▶ Supplied text:
Skip to main content

Build Your Evaluation Skill

Before learning about model evaluation, you will build the skill that captures that knowledge. This skill-first approach means every concept you learn gets encoded into a reusable asset that becomes part of your Digital FTE toolkit.

When you fine-tune a model, how do you know it actually improved? A model might generate fluent text that completely misses the point. Evaluation frameworks provide systematic methods to measure what matters: accuracy, format compliance, reasoning quality, and safety. By the end of this chapter, you will have a skill that guides evaluation decisions for any fine-tuned model.

Step 1: Clone Skills Lab Fresh

Every chapter starts with a clean environment. This prevents state pollution from previous work and ensures reproducible results.

# Navigate to your workspace
cd ~/workspace

# Clone fresh skills-lab (or reset if exists)
if [ -d "skills-lab-llmops" ]; then
rm -rf skills-lab-llmops
fi

git clone https://github.com/panaversity/skills-lab.git skills-lab-llmops
cd skills-lab-llmops

# Create chapter directory
mkdir -p llmops-evaluation
cd llmops-evaluation

Output:

Cloning into 'skills-lab-llmops'...
remote: Enumerating objects: 156, done.
remote: Counting objects: 100% (156/156), done.
Receiving objects: 100% (156/156), 45.23 KiB | 2.26 MiB/s, done.

Step 2: Write Your LEARNING-SPEC.md

Before fetching documentation, articulate what you want to learn. This specification drives focused learning.

Create LEARNING-SPEC.md:

# Learning Specification: LLM Evaluation & Quality Gates

## Intent

Learn to systematically evaluate fine-tuned models to ensure they meet quality standards before deployment.

## What I Want to Learn

1. **Evaluation Taxonomy**: What metrics matter for different use cases?
2. **LLM-as-Judge**: How to use GPT-4 as an evaluator for subjective quality
3. **Benchmark Design**: How to create task-specific benchmarks for the Task API
4. **Regression Testing**: How to detect when model quality degrades
5. **Quality Gates**: How to define pass/fail thresholds for deployment

## Success Criteria

- [ ] I can select appropriate evaluation metrics for a given task
- [ ] I can implement LLM-as-Judge with structured rubrics
- [ ] I can create a custom benchmark for JSON output validation
- [ ] I can detect quality regression between model versions
- [ ] I can define quality gates that block bad deployments

## Constraints

- Must work on Colab Free Tier (T4, 15GB VRAM)

▶ Data shown:
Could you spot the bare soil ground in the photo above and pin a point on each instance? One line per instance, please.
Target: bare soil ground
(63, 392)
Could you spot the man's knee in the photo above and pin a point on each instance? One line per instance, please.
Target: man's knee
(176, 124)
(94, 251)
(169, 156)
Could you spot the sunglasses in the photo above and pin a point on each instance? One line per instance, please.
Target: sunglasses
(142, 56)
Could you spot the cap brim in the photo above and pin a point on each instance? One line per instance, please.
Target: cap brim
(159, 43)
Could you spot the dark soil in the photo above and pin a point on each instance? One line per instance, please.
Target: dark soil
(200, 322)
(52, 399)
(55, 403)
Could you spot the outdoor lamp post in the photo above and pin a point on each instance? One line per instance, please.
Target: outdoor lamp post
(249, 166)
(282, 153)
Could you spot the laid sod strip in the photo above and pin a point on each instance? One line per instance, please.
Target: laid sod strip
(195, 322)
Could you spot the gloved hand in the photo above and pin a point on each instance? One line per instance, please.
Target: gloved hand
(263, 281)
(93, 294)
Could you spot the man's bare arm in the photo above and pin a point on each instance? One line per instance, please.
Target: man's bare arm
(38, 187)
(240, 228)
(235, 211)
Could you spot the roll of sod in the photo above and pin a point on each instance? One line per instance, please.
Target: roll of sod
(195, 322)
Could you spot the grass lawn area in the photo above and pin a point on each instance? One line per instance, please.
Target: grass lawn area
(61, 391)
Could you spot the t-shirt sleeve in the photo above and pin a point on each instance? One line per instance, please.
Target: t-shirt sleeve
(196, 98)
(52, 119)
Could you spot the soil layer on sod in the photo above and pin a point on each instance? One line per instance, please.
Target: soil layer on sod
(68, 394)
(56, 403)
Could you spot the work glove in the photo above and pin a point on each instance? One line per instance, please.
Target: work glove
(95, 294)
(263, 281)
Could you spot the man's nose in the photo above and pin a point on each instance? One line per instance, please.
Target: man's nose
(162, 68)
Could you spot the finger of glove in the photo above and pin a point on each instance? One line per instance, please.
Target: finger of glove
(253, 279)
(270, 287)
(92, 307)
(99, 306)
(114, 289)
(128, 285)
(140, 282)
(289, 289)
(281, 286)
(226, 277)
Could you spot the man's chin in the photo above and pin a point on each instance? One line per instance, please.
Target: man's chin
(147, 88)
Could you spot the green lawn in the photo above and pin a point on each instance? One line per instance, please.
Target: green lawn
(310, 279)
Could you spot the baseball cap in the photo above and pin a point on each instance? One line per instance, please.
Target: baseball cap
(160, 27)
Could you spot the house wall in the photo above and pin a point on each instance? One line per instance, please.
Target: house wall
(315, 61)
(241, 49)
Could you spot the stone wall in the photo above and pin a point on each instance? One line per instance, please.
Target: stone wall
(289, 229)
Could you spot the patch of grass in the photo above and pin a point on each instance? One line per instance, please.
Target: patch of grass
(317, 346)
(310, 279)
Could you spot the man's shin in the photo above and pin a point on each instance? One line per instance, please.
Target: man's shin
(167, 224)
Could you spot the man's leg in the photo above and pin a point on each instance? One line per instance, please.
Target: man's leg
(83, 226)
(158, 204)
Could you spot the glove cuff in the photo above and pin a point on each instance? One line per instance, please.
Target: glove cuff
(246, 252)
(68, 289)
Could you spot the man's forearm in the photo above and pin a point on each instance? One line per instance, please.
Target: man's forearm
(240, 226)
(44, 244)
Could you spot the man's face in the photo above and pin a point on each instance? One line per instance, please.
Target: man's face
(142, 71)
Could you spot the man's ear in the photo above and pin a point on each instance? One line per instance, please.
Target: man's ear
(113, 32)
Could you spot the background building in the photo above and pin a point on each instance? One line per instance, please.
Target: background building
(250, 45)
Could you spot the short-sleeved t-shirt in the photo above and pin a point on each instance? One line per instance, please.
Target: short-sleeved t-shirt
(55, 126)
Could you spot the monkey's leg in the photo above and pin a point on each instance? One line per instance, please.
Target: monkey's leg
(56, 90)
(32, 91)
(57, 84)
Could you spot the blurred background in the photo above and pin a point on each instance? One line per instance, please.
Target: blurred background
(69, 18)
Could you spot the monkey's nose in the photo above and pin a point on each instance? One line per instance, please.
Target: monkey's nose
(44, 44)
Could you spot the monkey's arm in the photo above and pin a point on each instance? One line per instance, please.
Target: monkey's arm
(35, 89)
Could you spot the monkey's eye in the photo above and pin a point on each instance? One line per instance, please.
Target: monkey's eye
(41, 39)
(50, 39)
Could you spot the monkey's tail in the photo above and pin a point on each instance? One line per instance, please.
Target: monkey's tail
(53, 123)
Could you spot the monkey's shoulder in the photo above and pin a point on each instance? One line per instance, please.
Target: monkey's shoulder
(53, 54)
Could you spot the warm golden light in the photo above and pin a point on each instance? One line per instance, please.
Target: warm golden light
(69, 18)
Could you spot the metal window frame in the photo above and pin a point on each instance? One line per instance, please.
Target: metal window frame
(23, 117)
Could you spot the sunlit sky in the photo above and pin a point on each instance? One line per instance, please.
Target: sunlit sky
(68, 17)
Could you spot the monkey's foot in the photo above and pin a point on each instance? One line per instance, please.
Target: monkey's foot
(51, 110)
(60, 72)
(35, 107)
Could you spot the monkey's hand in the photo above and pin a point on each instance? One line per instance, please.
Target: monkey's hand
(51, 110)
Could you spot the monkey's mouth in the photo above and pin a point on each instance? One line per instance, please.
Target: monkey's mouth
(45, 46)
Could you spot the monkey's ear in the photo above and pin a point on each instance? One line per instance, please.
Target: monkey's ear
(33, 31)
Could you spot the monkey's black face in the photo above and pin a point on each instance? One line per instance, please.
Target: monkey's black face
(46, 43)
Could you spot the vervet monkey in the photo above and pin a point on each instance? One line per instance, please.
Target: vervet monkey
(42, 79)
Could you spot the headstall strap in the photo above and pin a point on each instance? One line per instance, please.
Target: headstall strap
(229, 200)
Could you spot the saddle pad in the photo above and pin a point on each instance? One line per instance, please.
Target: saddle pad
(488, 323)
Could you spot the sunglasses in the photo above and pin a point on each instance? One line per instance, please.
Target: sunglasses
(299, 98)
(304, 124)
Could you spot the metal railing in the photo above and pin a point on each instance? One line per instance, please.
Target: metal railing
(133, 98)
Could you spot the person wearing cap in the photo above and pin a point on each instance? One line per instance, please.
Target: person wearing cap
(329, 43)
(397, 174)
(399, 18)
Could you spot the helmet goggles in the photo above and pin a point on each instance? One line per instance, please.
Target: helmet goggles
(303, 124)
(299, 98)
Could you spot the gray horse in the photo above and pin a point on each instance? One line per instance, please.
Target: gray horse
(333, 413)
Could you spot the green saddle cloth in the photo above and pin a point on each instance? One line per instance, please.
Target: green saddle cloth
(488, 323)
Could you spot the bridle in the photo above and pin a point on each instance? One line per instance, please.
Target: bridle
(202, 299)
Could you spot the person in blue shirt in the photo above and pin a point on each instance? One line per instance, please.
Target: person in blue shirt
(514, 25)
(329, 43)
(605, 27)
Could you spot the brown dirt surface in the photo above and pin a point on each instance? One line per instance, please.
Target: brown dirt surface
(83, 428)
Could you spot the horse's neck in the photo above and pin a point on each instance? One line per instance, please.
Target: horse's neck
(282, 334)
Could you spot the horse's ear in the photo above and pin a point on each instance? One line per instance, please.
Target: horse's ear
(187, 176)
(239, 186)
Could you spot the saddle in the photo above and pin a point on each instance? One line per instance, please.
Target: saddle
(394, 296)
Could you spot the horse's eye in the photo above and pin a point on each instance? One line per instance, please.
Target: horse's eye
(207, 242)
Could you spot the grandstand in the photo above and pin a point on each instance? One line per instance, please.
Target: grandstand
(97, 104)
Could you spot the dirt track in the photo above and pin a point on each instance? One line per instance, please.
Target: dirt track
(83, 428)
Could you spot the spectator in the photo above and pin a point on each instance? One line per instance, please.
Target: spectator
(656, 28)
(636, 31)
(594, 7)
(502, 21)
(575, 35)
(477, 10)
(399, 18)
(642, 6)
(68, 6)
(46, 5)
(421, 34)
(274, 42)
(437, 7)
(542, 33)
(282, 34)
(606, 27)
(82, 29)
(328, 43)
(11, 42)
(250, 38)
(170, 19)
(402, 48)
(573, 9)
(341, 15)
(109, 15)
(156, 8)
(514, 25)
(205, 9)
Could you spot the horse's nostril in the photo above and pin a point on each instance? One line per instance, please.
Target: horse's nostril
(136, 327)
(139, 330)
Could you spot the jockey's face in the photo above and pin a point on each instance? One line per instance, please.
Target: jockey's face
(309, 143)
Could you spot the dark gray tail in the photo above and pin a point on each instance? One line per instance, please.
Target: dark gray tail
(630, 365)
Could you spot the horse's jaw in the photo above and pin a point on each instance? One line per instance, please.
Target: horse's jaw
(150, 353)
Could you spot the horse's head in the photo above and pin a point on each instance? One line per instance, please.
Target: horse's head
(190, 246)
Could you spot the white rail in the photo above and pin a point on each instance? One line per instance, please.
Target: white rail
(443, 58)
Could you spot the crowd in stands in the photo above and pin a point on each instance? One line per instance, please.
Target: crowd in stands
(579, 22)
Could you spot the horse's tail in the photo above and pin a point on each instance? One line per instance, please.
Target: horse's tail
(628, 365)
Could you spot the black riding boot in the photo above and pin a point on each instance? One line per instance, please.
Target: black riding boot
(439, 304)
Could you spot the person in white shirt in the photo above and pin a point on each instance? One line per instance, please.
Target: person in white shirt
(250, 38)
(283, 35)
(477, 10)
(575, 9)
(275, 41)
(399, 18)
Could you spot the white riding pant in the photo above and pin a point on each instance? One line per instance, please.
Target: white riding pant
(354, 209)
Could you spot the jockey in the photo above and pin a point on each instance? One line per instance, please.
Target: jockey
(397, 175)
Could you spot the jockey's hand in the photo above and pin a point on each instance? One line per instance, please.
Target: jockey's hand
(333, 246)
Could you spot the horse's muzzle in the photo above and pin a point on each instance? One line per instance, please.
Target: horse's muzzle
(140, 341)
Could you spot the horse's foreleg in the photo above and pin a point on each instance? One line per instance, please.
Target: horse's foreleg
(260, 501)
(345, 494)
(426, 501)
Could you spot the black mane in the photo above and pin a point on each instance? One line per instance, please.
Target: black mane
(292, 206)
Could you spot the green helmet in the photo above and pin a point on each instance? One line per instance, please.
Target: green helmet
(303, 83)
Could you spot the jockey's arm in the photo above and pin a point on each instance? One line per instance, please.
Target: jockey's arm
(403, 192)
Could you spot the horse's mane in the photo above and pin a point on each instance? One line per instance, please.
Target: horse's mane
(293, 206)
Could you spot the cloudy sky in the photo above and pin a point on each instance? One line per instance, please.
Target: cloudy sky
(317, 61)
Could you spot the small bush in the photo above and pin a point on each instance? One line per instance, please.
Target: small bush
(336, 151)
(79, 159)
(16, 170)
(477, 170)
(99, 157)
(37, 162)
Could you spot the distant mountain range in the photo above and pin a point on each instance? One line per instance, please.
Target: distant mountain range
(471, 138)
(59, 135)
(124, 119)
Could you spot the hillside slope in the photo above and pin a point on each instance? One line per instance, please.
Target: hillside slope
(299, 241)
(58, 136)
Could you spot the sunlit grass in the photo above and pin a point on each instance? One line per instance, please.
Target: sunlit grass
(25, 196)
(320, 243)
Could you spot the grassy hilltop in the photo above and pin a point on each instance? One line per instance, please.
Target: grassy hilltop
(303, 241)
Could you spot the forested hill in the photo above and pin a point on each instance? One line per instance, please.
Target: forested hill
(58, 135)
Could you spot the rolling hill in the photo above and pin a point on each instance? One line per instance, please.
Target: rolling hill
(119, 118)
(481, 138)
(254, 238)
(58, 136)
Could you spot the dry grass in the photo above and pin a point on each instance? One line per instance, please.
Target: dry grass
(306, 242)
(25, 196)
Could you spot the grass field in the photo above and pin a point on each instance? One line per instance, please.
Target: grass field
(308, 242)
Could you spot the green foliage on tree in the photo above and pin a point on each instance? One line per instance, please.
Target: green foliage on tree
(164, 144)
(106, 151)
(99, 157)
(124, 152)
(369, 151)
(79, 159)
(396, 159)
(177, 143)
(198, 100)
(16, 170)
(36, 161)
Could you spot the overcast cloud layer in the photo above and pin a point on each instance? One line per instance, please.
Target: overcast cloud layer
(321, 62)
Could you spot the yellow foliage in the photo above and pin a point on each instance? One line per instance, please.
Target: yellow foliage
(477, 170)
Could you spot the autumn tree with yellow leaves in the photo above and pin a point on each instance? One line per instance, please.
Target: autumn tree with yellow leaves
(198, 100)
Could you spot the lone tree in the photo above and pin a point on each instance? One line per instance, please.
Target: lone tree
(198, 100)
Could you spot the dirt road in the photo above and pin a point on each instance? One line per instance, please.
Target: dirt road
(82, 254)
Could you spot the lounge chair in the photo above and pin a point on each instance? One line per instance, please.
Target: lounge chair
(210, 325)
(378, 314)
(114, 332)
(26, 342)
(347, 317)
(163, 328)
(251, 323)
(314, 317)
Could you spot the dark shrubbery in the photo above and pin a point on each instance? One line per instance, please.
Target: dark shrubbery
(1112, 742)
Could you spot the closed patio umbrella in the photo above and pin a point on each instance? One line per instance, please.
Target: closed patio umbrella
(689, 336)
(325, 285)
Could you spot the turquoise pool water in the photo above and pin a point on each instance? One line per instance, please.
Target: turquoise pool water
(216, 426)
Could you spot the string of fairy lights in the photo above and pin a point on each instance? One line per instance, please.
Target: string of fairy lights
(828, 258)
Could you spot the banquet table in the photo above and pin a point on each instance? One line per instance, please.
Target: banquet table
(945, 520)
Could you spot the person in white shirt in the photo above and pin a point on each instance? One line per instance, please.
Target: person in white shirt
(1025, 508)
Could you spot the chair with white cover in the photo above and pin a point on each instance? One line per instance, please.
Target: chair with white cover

▶ Work task A:
Answer these questions about the text on building an evaluation skill:
(i) According to the text, which four things do evaluation frameworks measure?
(ii) Into which directory name does the git clone command copy the repository?
(iii) Under "Constraints," what platform, GPU and amount of VRAM are named?
▶ Work task B:
Extend the text on building an evaluation skill, picking up after its last sentence.
The lines are separate material and have nothing to do with the text on building an evaluation skill.

▶ Exercise response A:
(i) Accuracy, format compliance, reasoning quality, and safety.
(ii) skills-lab-llmops.
(iii) Colab Free Tier, a T4, and 15GB VRAM.

▶ Exercise response B:
- Focus on practical evaluation, not research benchmarks
- Use lm-evaluation-harness as the primary tool
- Integrate with Task API from Chapter 40

## Prior Knowledge

- Chapter 64: SFT fundamentals
- Chapter 65-68: Various fine-tuning approaches
- Chapter 40: Task API structure

## Time Budget

- This lesson: 25 minutes (skill creation)
- Full chapter: ~4 hours (all evaluation concepts)

Step 3: Fetch Official Documentation

Use Context7 to retrieve the authoritative lm-evaluation-harness documentation. This ensures your skill is grounded in official patterns, not hallucinated best practices.

/fetching-library-docs lm-evaluation-harness

Key concepts to extract from documentation:

ConceptWhat It Means
TaskA specific evaluation benchmark (e.g., "hellaswag", "mmlu")
ModelThe model being evaluated (supports HuggingFace, OpenAI, local)
MetricWhat gets measured (accuracy, perplexity, exact match)
Few-shotNumber of examples provided in prompt before evaluation
Log-likelihoodProbability the model assigns to correct answer

Step 4: Create Your Initial Skill

Create llmops-evaluator/SKILL.md:

---
name: llmops-evaluator
description: "This skill should be used when evaluating fine-tuned LLM quality. Use when selecting metrics, designing benchmarks, running evaluations, or setting quality gates for model deployment."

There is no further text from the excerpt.